##### Inhoud dataset #####

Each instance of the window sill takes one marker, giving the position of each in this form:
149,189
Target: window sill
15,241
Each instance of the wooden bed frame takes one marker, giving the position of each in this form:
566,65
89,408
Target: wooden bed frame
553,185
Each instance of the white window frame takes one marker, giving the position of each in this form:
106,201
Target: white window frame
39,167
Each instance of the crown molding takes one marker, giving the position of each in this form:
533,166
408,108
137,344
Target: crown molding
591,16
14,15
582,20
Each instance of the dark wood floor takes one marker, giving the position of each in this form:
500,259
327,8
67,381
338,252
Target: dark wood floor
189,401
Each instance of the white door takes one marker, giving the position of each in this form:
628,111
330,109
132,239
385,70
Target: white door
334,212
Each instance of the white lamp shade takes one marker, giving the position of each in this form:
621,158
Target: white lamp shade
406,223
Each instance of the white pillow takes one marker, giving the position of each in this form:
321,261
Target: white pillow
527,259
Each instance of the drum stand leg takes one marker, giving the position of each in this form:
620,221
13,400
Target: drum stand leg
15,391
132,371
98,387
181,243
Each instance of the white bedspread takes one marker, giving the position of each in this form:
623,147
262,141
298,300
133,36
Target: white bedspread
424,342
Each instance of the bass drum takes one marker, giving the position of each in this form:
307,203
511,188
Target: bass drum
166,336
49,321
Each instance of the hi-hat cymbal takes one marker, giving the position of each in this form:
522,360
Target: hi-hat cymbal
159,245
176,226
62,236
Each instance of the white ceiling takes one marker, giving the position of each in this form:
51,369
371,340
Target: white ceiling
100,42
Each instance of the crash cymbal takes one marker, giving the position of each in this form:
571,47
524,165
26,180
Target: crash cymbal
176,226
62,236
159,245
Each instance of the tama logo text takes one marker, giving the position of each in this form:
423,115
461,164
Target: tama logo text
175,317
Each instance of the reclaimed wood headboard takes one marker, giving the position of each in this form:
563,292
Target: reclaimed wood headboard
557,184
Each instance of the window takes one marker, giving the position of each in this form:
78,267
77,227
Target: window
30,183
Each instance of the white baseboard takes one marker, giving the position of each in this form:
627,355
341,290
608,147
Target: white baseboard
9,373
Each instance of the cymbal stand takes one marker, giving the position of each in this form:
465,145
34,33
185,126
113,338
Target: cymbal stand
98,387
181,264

#####

Doel - Vervang in alle records hierboven "takes one marker" door "receives one marker" en geef de regels verder ongewijzigd weer.

Uitgewerkte oplossing -
Each instance of the window sill receives one marker, giving the position of each in this form:
149,189
Target: window sill
15,241
Each instance of the wooden bed frame receives one marker, giving the position of each in this form:
566,65
89,408
Target: wooden bed frame
553,185
Each instance of the white window frame receives one marker, giving the position of each in this form:
106,201
Target: white window frame
39,167
Each instance of the crown molding receives one marker, giving the position of each in this form:
533,166
408,108
137,344
Target: crown molding
591,16
14,15
582,20
Each instance of the dark wood floor receives one marker, giving the position of each in this form:
500,259
327,8
67,381
338,252
Target: dark wood floor
189,401
Each instance of the white door receives one marker, giving the position of each in this form:
628,111
330,109
132,239
385,70
Target: white door
334,212
Each instance of the white lamp shade receives one marker, giving the position of each in this form:
621,158
Target: white lamp shade
406,223
Each instance of the white pillow receives one marker, giving the position of each in this form:
321,261
Target: white pillow
527,259
Each instance of the drum stand leg receives one marker, giving the position of each in this form:
620,221
13,400
Target: drum stand leg
15,391
132,371
98,387
181,243
Each instance of the white bedspread receives one marker, giving the position of each in this form:
623,147
262,141
298,300
133,36
Target: white bedspread
424,342
Each instance of the bass drum receives one marker, giving the position of each in this form:
307,203
511,188
Target: bass drum
166,336
49,321
Each instance of the hi-hat cymbal receives one marker, giving the position of each in this form:
522,360
Target: hi-hat cymbal
159,245
176,226
62,236
Each instance of the white ceiling receives one marker, giving the position of each in this form:
51,369
371,340
Target: white ceiling
100,42
Each instance of the crash cymbal receives one marker, giving the position of each in this form:
571,47
524,165
26,180
Target: crash cymbal
176,226
62,236
159,245
Each instance of the tama logo text receives one marker, giving the position of each in this form:
423,115
461,164
Target: tama logo text
175,317
Each instance of the reclaimed wood headboard receives one marker, giving the position of each in this form:
563,292
Target: reclaimed wood headboard
557,184
Each instance of the window receives one marker, giving the position of each in this form:
78,267
77,227
Target: window
30,183
Each instance of the white baseboard receives one marker, giving the position of each in this form:
627,355
341,290
608,147
Target: white baseboard
9,373
Each instance of the cymbal stand receives one marker, giving the position of each in this form:
465,145
34,33
185,126
113,338
Target: cymbal stand
98,387
181,264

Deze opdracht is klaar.